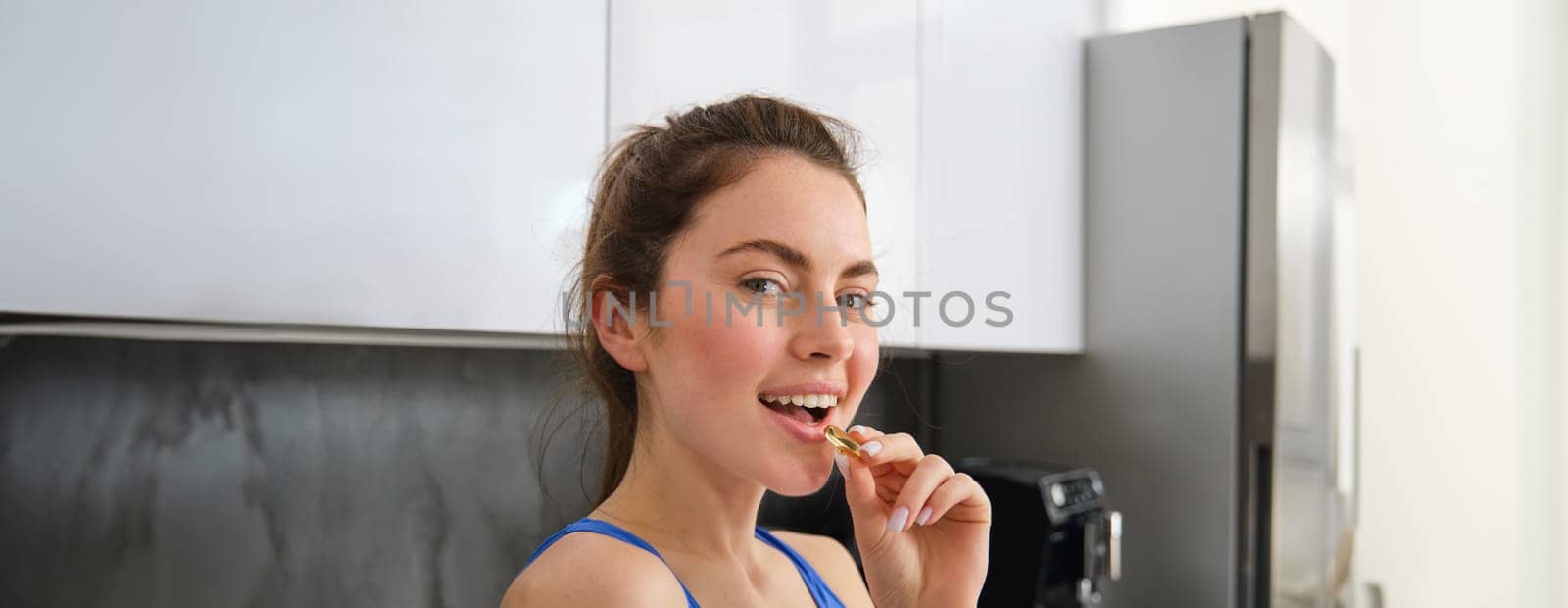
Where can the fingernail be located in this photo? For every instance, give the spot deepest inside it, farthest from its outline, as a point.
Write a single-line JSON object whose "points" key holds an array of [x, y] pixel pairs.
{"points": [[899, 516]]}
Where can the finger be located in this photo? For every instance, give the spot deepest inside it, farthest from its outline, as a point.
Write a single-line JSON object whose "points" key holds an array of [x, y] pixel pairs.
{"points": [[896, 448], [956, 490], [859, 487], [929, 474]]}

------------------------------------------------------------------------

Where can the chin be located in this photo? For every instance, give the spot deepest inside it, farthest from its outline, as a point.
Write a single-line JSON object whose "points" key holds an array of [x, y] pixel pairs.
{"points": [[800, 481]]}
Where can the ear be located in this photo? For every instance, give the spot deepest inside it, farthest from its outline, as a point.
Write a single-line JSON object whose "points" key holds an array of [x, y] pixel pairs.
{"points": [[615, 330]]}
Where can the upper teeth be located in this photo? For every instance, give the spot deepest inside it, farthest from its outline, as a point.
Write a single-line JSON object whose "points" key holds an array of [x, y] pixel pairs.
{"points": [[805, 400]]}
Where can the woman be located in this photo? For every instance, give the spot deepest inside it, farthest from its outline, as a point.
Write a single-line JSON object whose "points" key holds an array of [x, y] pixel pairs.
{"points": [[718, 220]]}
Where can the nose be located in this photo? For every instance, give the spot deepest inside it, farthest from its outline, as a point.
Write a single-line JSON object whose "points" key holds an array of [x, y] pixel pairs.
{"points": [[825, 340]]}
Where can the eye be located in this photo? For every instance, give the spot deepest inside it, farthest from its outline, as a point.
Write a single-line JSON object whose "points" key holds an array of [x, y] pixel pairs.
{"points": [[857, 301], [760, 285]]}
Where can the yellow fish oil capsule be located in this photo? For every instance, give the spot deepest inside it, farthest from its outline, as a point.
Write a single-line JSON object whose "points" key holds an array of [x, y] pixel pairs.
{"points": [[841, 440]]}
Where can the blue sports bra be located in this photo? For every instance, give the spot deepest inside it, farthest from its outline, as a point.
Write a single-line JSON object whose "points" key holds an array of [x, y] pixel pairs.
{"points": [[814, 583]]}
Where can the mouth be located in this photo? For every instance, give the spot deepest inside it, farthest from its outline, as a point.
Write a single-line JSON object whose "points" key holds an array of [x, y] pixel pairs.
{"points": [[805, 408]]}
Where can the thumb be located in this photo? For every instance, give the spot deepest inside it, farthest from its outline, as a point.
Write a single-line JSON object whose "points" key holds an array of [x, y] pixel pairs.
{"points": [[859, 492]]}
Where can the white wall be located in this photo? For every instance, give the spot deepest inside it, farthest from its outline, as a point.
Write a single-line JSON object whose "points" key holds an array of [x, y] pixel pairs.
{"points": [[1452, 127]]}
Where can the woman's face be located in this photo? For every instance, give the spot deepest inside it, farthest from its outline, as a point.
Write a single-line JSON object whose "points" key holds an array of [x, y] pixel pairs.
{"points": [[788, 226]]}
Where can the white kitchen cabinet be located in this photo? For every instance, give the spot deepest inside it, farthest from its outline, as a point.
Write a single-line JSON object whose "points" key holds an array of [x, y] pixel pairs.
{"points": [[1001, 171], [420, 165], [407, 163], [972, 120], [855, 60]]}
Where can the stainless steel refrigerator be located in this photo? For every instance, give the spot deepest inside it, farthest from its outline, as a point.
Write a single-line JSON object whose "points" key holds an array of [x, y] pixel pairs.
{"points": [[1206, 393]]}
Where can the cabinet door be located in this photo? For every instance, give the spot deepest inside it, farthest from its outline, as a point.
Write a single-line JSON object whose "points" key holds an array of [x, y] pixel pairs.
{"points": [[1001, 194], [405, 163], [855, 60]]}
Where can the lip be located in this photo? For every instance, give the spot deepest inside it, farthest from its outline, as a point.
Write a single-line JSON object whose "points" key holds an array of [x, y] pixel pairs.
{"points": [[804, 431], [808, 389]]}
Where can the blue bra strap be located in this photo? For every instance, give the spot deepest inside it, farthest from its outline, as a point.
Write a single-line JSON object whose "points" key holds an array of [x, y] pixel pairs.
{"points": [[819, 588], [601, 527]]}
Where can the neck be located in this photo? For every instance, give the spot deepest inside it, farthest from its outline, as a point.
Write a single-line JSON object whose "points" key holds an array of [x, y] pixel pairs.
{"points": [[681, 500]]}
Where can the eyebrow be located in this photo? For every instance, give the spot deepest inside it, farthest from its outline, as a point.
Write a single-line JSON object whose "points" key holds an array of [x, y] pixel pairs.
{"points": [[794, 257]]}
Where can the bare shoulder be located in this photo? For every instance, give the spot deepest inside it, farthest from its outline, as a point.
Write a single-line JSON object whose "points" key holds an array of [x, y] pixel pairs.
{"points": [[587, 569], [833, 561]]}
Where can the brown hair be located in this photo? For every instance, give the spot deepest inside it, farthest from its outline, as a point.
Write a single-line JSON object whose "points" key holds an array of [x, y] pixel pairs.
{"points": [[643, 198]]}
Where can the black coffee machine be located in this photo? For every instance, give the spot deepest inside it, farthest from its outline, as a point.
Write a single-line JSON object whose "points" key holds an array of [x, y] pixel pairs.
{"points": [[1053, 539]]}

------------------------------------------------------------------------

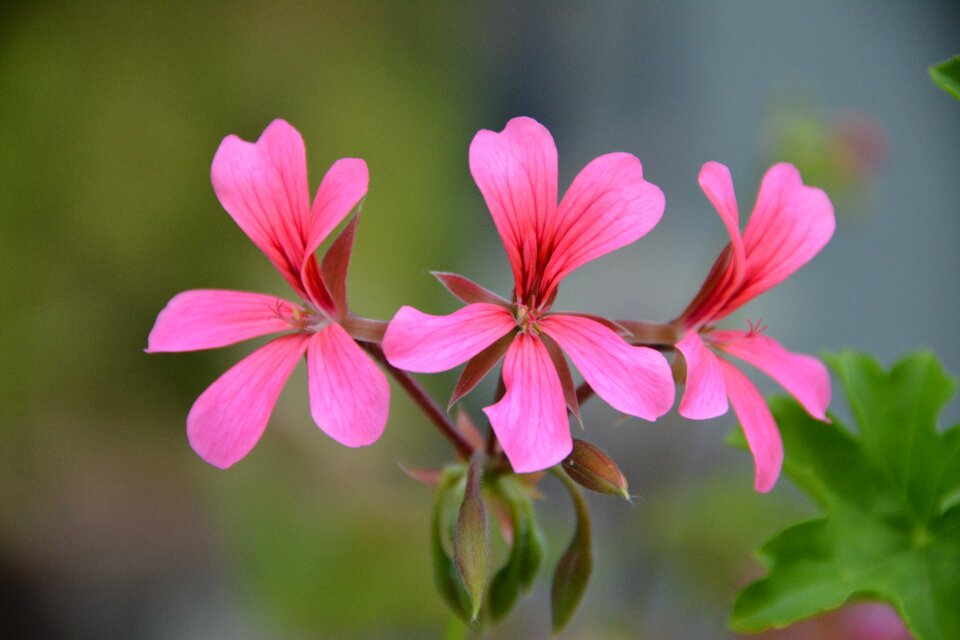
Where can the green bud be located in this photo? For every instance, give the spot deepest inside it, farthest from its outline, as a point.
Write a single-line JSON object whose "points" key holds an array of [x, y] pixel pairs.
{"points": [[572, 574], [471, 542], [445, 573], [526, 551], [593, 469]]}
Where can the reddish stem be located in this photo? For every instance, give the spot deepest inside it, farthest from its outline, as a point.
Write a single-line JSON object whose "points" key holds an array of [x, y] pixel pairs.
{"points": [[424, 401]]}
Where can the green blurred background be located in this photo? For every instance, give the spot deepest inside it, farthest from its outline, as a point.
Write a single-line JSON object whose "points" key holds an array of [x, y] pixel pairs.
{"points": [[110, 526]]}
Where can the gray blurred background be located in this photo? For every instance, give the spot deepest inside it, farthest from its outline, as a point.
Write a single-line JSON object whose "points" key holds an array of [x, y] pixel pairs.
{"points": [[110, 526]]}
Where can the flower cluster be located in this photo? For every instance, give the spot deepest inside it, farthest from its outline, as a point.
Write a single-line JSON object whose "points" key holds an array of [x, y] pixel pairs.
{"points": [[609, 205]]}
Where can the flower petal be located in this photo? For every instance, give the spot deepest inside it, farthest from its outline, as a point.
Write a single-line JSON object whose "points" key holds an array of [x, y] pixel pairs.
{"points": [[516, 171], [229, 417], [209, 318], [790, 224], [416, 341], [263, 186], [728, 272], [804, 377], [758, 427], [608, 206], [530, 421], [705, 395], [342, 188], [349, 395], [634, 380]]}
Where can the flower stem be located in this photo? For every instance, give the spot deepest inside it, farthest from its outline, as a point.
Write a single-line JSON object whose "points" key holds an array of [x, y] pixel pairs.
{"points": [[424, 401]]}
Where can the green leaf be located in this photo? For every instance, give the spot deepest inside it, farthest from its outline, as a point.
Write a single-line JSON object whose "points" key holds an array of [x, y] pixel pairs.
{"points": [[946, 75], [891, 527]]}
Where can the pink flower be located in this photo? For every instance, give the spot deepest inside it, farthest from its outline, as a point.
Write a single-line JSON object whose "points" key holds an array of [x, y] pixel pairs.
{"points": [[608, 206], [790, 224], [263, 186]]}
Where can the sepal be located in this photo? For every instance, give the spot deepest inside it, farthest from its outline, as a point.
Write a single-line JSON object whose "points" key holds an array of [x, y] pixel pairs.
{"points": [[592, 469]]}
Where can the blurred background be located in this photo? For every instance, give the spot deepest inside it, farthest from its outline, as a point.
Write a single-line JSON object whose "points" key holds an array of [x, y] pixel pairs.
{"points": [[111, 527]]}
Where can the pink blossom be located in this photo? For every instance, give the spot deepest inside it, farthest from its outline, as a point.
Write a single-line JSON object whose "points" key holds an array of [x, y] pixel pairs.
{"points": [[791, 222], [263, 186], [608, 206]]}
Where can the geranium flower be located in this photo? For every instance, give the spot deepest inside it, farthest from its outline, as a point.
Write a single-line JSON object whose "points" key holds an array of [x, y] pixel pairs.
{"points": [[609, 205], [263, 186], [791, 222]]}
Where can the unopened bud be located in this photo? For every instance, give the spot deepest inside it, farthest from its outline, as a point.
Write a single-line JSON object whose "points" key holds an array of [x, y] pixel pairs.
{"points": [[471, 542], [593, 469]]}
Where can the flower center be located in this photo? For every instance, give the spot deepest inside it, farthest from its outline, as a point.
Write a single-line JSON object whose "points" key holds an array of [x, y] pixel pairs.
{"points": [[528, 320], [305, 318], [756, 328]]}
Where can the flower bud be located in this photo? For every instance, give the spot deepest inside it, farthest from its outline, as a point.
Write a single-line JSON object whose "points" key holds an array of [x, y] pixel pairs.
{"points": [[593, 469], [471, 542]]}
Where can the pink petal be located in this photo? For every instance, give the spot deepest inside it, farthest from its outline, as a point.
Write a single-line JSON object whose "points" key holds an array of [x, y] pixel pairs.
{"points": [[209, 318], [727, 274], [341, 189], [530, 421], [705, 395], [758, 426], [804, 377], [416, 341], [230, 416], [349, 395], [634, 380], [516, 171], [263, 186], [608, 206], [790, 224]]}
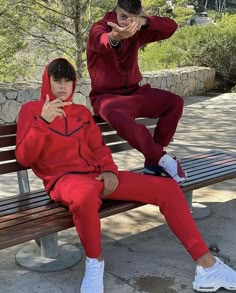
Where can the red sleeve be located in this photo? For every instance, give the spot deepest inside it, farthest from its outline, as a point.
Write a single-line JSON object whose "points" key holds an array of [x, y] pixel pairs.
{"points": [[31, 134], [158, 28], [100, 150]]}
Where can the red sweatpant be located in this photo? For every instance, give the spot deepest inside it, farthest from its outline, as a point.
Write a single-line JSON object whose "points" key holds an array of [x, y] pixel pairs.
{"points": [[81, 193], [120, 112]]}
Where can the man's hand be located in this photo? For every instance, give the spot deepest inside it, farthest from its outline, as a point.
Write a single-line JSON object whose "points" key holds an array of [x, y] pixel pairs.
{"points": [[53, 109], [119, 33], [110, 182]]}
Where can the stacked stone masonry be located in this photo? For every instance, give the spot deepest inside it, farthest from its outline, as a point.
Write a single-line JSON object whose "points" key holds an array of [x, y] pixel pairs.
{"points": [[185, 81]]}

------------------------------------------------------------------------

## [Task directions]
Count the lines in the items above that contain the word "pink", and give only that number.

## [Exercise result]
3